» Your goal
Tally the lines in the entries below that contain the string "each", with case counting, and reply with the number alone.

» Data provided
+-------+

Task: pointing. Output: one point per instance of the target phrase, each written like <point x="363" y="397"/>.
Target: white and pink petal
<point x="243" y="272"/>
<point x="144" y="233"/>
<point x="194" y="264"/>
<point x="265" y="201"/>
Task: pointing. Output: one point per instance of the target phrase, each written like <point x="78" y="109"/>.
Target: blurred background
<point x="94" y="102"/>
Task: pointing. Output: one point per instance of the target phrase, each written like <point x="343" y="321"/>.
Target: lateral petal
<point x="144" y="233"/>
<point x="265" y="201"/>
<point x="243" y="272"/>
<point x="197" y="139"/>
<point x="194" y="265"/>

+-------+

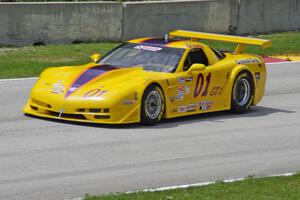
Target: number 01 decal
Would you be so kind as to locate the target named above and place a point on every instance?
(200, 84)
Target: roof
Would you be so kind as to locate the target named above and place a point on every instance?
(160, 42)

+-------+

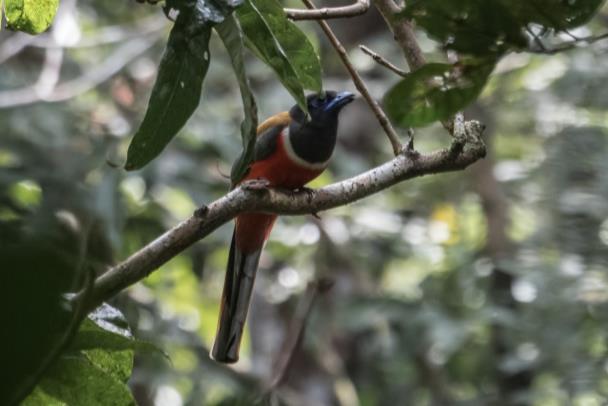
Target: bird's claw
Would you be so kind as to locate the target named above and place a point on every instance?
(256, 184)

+-------+

» Full output
3